___ Document section ___

# Roman Tub Drain that doesn't stick up??



## mpalatas (Mar 16, 2010)

I have a customer who wants a custom tile bath/shower. A roman tub drain would be the usual way to go, but they don't want anything that sticks up because when using it as a shower, they don't want to "stub their toes" on a drain fixture that is sticking up. The existing drain is in the center of the enclosure and they don't want to move it. Any solutions for this? Does someone make a "no-rise" type of roman tub drain - perhaps a simple twist operation that would open and close the drain for shower and bath use respectively? Thanks. Mike


----------



## LEAD INGOT (Jul 15, 2009)

Like this?


----------



## RealLivePlumber (Jun 22, 2008)

LEAD INGOT said:


> Like this?


 Yeah, I don't think anybody makes that.


----------



## LEAD INGOT (Jul 15, 2009)

Drew that up on my google sketch program in 10 minutes. I should probablly patent that huh?:whistling2:


----------



## AKdaplumba (Jan 12, 2010)

how about a stopper?


----------



## mpalatas (Mar 16, 2010)

___

Aim A: Pick out each line of the records below that contains the string "bush".

___ Provided data ___

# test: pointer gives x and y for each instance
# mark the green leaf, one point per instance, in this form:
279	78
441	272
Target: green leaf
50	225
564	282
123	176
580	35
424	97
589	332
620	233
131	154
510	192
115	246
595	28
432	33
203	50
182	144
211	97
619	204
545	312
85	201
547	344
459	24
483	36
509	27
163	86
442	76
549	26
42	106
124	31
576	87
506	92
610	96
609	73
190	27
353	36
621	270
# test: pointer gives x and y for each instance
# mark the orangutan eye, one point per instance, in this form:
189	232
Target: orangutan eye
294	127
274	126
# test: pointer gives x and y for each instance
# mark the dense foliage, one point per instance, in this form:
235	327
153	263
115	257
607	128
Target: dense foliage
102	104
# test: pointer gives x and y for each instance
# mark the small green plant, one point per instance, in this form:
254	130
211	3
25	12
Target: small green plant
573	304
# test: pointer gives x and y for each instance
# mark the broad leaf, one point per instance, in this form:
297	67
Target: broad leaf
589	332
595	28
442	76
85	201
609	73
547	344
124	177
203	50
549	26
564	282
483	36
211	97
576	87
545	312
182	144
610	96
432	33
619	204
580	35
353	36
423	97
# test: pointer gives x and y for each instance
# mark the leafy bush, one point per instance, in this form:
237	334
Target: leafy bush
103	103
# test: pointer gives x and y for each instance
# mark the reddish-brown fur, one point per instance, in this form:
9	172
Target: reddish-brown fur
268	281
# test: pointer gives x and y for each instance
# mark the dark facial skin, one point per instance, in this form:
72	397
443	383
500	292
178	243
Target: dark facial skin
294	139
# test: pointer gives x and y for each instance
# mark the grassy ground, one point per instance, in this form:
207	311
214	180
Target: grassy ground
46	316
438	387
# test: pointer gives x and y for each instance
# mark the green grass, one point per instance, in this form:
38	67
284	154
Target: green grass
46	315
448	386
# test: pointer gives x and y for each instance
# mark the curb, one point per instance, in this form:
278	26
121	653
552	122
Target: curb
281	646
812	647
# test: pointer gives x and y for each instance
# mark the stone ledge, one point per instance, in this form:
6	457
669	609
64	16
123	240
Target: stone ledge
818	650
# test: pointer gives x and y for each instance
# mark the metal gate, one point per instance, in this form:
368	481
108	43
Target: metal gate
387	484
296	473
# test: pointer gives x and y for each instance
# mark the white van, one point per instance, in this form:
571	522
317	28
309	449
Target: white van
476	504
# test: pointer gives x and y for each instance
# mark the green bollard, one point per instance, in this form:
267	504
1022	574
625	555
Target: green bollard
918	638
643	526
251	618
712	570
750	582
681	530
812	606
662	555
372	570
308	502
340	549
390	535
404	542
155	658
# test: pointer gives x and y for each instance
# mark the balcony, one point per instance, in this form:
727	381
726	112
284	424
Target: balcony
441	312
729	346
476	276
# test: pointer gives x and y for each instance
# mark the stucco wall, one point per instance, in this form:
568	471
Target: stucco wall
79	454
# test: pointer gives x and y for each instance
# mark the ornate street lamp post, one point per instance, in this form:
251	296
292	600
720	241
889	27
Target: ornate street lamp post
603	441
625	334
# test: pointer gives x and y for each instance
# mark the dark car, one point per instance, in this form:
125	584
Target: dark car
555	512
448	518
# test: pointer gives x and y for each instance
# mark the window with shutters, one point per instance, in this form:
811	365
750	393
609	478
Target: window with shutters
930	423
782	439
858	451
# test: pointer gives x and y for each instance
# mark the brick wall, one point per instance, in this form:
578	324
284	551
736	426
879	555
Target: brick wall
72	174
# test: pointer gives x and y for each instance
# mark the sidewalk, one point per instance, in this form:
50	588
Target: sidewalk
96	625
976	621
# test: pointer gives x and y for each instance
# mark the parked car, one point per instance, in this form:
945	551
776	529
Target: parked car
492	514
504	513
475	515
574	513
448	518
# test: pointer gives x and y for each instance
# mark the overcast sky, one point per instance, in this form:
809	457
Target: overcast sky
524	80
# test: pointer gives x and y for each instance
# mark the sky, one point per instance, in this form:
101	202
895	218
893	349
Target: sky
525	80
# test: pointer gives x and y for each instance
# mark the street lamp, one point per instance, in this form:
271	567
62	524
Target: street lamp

___

Aim B: Transcribe everything in the roman tub drain thread above, from "Drew that up" down to "about a stopper?".

Expected answer A:
# mark the leafy bush, one point per instance, in this form:
Target: leafy bush

Expected answer B:
Drew that up on my google sketch program in 10 minutes. I should probablly patent that huh?:whistling2:


----------



## AKdaplumba (Jan 12, 2010)

how about a stopper?